- What needs to be done
From the news report on the H5N1 case in Guangxi, copy out the stretch that starts at the words "Tan Mingjie, deputy" and stops after the words "a quick recovery.", word for word.

--- Passage to read Enclosed Below ---

Over 100 people in south China's Guangxi Zhuang Autonomous Region who had been in contact with a girl diagnosed with H5N1 avian influenza have been released from medical observation, the local health department reported on Wednesday.
Tan Mingjie, deputy head of Guangxi's Department of Health, told Xinhua News Agency that a series of measures have been taken to prevent further human infections.
The 10-year-old girl surnamed Tang, from Baiyangping Village of Liangshui Township in Ziyuan County, fell ill with fever and pneumonia on November 23.
The Ministry of Health confirmed on Tuesday that she had been diagnosed by the Chinese Center for Disease Control and Prevention (China CDC). She is now undergoing close treatment and is making a quick recovery.
WHO spokesperson Roy Wadia told China Daily that the girl had reportedly had contact with domestic poultry one to two weeks before she fell ill, but that the details were sketchy.

--- End of Enclosed Passage to read ---
--- Dataset content Enclosed Below ---

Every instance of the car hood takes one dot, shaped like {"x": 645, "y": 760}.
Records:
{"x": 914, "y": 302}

--- End of Enclosed Dataset content ---
--- Dataset content Enclosed Below ---

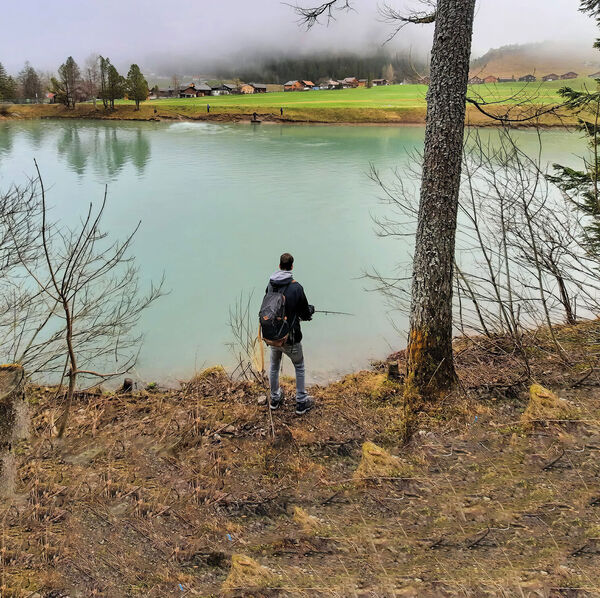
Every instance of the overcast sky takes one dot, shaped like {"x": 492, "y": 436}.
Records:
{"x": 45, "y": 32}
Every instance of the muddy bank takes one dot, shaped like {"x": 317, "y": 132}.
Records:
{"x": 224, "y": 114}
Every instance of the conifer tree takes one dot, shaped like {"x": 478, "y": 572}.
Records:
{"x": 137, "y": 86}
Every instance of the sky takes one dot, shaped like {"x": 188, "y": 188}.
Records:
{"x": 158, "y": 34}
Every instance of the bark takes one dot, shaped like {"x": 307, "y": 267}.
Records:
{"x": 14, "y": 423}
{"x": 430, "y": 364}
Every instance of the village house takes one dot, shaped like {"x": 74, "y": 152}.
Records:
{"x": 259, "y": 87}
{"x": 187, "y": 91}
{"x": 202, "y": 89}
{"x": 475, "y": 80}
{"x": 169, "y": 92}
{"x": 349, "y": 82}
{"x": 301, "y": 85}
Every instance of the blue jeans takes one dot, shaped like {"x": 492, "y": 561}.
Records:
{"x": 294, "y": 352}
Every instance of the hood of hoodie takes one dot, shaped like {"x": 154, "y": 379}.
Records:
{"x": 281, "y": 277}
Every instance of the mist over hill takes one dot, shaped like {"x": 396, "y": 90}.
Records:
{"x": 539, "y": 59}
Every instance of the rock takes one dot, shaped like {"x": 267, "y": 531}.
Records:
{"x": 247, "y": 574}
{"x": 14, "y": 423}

--- End of Enclosed Dataset content ---

- Task result
Tan Mingjie, deputy head of Guangxi's Department of Health, told Xinhua News Agency that a series of measures have been taken to prevent further human infections.
The 10-year-old girl surnamed Tang, from Baiyangping Village of Liangshui Township in Ziyuan County, fell ill with fever and pneumonia on November 23.
The Ministry of Health confirmed on Tuesday that she had been diagnosed by the Chinese Center for Disease Control and Prevention (China CDC). She is now undergoing close treatment and is making a quick recovery.